Records from a data source:
# # # #

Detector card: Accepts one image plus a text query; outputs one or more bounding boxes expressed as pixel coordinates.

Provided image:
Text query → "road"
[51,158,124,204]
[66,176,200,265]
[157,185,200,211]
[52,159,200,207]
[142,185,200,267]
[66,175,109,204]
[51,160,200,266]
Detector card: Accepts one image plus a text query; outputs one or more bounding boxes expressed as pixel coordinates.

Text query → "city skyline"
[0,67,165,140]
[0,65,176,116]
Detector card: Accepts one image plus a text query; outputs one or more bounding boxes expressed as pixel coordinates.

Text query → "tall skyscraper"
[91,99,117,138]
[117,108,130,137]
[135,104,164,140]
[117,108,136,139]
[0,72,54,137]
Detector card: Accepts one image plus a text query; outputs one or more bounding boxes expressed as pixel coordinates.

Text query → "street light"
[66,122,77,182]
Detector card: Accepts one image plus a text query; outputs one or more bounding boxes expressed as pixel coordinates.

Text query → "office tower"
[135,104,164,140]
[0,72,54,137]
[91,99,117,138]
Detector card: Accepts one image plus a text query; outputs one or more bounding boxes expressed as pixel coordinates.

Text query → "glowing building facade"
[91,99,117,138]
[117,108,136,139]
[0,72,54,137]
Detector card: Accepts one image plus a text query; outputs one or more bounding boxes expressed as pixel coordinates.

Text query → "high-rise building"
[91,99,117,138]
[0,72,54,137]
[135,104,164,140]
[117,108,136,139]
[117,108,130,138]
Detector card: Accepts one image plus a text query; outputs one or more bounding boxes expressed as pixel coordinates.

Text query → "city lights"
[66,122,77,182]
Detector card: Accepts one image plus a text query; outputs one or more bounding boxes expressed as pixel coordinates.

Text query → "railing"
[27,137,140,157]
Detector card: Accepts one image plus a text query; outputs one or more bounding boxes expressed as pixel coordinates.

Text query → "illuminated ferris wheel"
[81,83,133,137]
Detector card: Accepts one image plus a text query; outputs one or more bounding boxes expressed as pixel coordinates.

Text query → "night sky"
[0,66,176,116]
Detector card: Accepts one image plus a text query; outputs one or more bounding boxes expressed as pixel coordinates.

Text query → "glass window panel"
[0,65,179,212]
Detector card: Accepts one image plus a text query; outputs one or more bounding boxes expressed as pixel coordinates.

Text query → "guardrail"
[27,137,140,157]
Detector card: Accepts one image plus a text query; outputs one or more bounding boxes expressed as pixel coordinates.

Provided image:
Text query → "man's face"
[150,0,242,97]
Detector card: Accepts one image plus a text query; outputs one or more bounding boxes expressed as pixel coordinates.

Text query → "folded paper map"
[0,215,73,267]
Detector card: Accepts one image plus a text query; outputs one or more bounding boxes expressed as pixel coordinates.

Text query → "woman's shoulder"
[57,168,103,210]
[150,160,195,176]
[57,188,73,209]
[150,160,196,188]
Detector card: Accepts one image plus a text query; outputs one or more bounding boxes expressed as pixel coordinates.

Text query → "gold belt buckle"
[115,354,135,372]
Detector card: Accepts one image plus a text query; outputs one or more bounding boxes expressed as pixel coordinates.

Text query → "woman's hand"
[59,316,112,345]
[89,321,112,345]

# # # #

Every single entry is to be retyped exactly.

Detector card: Accepts one image plus a text query; outputs one or more bounding boxes expressed as pixel coordinates.

Provided image:
Text query → "road"
[51,158,124,204]
[66,176,200,265]
[157,185,200,211]
[52,159,200,207]
[142,185,200,267]
[66,175,109,204]
[51,160,200,266]
Detector card: Accepts one image plus a text query; outputs one or more bounding boxes expressed as pixel coordinates.

Text query → "city skyline"
[0,67,165,140]
[0,65,176,116]
Detector card: Accepts one image plus a text query; outputs one or more bounding boxes expressed as pixel coordinates.

Text query → "tall skyscraper"
[91,99,117,138]
[117,108,130,137]
[135,104,164,140]
[117,108,136,139]
[0,72,54,137]
Detector card: Accepts one image plus a text query; outputs one or more bounding boxes expressed as pixel coordinates.

Text query → "street light"
[66,122,77,182]
Detector card: Accepts one image plus a text query; outputs one or more bounding boxes expressed as pixel coordinates.

Text query → "office tower"
[135,104,164,140]
[0,72,54,137]
[91,99,117,138]
Detector card: Accepts one image plus a text query; outputs one or more bounding boxes expressed as pixel coordinates.

Text query → "glowing building facade"
[91,99,117,138]
[117,108,136,139]
[0,72,54,137]
Detector card: Accepts one image plus a text query; outputs one or more bounding boxes expressed as pixel coordinates.

Text query → "high-rise building"
[91,99,117,138]
[0,72,54,137]
[135,104,164,140]
[117,108,136,139]
[117,108,130,138]
Detector card: Accepts one image plus a text query; outputs one or more bounding boxes expressed as pixel coordinates.

Text query → "city lights"
[66,122,77,182]
Detector card: Accepts one image plus a text query; outputs one or more bounding boxes expressed as pixel coordinates.

Text query → "railing"
[27,137,140,157]
Detector card: Accepts one image plus a text query; outputs one or more bounding boxes expressed as pixel coordinates.

Text query → "illuminated ferris wheel"
[81,83,133,137]
Detector card: Accepts one image plus a text query; outputs one or more bounding boxes expressed as pixel coordinates.

Text query → "night sky"
[0,66,176,116]
Detector card: Accepts one image plus a text query; outputs one or more bounding boxes expressed as pixel coordinates.

Text query → "glass window panel"
[0,65,179,212]
Detector card: Accepts one image plus a text query; outputs one or more bounding boxes expressed as pixel coordinates.

Text query → "guardrail"
[27,137,140,157]
Detector card: Accepts one image plus a text query; outputs one or more bounding boxes expressed as pixel coordinates.

Provided image:
Text query → "man's face"
[150,0,242,97]
Detector card: Accepts one image plus a text query; outputs one or more bounding boxes expressed as pixel coordinates.

Text query → "folded paper map"
[0,215,73,267]
Detector card: Accepts one image plus a text query; outputs one or more bounding boxes expressed as pixel coordinates.

Text query → "woman's shoulder"
[57,168,103,210]
[150,160,195,176]
[57,188,73,209]
[150,160,196,188]
Detector card: Accepts one image plus a text query; outputs one or more bounding boxes expressed as pixel coordinates.

Text query → "gold belt buckle"
[115,354,135,372]
Detector card: Accepts one image plus a text query; outputs one or more bounding boxes expressed as pixel coordinates.

Text query → "woman's hand"
[59,316,112,345]
[89,321,112,345]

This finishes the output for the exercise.